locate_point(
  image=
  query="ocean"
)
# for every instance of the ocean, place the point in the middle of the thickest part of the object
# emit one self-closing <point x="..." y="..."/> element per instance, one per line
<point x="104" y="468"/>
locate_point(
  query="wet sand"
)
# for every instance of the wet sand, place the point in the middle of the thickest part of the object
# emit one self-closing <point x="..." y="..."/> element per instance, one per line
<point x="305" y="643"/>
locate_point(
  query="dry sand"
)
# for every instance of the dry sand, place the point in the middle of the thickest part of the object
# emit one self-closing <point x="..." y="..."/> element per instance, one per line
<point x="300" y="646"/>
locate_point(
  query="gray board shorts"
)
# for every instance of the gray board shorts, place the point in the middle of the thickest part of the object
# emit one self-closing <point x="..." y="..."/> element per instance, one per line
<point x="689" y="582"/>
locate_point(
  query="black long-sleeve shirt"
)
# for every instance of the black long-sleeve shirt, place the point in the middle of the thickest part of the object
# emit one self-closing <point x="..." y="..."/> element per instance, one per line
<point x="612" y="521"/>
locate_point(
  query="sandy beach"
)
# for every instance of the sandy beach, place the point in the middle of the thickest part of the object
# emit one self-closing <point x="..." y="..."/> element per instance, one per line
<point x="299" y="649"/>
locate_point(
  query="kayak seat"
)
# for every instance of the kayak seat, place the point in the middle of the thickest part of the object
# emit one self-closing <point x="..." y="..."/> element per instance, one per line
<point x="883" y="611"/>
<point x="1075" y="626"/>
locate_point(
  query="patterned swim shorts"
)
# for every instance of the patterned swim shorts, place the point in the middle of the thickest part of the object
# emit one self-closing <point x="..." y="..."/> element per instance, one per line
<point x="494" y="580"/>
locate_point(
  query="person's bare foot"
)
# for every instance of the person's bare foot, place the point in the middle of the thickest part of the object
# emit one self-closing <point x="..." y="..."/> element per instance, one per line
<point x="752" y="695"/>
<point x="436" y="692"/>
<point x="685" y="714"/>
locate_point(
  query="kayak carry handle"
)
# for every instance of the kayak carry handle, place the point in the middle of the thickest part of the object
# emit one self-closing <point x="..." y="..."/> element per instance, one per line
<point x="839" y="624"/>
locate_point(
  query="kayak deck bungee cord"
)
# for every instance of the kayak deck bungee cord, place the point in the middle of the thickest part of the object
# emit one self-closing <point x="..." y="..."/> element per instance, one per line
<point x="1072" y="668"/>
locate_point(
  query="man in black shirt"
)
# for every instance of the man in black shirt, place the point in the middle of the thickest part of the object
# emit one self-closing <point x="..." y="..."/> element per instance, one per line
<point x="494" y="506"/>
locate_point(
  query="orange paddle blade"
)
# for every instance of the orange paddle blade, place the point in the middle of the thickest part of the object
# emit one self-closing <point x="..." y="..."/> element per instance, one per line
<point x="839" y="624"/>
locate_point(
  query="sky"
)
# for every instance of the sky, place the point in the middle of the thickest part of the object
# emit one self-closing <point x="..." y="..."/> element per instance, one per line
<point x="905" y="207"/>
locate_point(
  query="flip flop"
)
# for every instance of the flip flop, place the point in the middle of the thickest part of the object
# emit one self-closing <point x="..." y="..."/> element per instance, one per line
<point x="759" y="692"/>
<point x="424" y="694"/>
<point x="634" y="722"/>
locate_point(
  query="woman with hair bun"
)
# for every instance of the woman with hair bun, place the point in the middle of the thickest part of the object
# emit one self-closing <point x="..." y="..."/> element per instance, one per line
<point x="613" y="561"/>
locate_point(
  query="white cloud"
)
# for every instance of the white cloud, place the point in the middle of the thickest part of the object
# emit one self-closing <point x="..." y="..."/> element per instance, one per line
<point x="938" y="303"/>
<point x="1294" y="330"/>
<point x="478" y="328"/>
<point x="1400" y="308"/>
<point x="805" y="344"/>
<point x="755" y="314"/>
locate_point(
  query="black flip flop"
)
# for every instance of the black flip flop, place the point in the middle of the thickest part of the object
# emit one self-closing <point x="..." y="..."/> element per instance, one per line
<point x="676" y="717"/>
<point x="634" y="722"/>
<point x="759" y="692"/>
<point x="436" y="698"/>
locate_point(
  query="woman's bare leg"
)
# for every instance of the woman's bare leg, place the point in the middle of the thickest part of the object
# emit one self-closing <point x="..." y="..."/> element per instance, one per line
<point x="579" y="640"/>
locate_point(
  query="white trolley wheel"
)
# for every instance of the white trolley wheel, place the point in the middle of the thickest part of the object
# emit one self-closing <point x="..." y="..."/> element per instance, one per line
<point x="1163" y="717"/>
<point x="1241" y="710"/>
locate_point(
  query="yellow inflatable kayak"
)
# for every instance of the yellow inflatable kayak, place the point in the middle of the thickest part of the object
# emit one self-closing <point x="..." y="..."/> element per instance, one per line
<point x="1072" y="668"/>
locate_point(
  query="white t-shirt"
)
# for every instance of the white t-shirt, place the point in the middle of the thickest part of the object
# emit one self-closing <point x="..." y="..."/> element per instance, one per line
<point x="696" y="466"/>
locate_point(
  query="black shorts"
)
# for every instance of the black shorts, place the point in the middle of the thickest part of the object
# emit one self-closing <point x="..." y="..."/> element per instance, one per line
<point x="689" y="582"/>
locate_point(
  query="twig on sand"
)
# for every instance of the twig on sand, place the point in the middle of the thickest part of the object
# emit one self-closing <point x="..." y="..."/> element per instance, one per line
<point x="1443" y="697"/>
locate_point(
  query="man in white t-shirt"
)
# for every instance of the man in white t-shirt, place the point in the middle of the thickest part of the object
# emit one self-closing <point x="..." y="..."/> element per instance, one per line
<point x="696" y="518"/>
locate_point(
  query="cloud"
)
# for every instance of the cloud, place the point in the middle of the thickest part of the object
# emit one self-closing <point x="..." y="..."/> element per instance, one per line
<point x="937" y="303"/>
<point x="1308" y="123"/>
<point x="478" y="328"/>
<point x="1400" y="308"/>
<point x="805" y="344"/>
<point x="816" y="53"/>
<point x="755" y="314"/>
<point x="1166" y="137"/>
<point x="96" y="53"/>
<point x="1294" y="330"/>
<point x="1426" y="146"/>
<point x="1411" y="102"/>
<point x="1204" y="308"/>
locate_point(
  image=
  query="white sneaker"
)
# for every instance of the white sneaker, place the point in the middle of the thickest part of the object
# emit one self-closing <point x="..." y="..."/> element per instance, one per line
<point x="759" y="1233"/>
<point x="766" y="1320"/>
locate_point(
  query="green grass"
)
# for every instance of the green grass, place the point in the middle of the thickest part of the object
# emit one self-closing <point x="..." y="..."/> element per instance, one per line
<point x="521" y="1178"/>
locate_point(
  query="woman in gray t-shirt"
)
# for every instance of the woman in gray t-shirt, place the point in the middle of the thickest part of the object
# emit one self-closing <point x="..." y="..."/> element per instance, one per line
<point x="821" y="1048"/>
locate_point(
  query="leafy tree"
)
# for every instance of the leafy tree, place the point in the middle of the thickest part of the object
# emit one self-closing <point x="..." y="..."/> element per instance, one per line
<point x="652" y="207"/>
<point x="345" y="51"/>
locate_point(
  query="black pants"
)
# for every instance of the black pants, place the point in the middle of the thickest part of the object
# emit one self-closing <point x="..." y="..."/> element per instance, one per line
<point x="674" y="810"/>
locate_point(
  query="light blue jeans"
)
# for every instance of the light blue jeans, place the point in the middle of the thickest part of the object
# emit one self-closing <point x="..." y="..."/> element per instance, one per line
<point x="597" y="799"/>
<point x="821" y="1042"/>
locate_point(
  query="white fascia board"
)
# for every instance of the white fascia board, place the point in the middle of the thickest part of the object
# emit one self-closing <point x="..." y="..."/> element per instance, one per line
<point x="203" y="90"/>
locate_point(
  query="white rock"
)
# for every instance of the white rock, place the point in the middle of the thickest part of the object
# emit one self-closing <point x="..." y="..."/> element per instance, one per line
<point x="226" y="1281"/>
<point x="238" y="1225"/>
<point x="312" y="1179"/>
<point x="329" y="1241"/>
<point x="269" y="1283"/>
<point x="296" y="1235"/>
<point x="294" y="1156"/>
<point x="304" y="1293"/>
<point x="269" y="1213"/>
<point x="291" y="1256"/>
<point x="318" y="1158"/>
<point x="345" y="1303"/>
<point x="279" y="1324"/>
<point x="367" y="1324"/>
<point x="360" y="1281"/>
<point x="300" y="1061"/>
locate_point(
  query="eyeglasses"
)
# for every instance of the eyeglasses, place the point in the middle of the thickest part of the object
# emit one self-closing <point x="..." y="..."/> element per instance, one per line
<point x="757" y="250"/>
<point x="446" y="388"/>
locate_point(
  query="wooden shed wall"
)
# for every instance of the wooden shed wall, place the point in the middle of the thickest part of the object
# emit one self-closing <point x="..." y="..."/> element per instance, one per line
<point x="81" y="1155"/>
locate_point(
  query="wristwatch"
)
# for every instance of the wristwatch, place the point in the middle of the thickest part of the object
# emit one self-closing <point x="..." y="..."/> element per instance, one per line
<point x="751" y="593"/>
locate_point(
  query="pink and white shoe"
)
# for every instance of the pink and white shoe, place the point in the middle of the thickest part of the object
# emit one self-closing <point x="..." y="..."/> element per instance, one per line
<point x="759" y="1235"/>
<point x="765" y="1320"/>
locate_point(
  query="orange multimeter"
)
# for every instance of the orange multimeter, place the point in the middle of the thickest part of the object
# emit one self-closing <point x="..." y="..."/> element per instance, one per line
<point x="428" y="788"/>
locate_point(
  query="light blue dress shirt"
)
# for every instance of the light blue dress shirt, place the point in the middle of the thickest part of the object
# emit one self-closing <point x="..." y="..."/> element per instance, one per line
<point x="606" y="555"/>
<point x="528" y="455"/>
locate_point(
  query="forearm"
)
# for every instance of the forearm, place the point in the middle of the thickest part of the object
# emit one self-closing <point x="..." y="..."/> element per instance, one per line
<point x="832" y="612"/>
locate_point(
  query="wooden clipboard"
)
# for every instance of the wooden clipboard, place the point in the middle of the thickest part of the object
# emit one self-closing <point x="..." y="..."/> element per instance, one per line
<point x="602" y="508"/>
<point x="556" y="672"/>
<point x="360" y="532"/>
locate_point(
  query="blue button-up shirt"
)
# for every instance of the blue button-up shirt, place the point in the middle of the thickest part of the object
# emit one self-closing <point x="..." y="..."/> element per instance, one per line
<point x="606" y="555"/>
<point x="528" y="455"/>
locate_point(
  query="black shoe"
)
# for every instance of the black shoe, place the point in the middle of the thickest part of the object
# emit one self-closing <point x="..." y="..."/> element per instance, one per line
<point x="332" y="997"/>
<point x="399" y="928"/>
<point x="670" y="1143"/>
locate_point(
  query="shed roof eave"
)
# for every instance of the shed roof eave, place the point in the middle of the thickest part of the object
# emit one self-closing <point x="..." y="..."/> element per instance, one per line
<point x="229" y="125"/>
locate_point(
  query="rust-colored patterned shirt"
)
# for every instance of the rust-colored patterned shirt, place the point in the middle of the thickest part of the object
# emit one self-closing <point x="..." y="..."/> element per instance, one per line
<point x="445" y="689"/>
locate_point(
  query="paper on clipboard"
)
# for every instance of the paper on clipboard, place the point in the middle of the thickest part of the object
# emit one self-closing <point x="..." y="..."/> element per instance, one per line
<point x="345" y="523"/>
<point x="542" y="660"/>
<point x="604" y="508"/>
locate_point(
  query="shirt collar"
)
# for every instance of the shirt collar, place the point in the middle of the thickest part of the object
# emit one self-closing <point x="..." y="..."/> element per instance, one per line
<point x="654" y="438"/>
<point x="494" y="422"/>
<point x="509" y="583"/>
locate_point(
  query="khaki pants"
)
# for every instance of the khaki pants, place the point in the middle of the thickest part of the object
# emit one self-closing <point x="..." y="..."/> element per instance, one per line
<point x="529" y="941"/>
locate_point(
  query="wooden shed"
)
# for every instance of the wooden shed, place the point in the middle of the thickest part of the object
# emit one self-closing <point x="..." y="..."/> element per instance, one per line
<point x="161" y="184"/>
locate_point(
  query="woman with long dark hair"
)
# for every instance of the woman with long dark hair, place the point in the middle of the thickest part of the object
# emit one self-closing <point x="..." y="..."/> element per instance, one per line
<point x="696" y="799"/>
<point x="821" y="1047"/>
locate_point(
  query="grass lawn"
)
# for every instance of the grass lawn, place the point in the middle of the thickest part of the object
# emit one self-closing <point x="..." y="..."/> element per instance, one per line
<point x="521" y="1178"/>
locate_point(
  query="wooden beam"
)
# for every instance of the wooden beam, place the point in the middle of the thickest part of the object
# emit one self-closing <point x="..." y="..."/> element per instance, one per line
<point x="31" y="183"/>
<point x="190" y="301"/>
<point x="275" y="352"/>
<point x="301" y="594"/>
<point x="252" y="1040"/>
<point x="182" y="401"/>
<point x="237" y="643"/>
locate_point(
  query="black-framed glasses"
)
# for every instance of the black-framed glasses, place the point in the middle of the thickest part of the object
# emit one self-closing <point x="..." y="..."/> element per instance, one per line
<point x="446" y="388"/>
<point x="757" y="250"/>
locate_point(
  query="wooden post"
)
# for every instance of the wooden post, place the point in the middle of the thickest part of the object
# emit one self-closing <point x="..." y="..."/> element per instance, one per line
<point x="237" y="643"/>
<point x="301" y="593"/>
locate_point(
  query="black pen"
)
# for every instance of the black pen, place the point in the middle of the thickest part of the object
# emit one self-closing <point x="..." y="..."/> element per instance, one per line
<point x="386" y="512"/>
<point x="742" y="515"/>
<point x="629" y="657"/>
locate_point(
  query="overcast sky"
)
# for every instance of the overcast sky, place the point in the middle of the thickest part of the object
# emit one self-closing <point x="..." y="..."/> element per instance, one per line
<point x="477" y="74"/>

# Exercise brief
Please give the number of lines in the material that contain the word "with", and nothing else.

# Written reply
4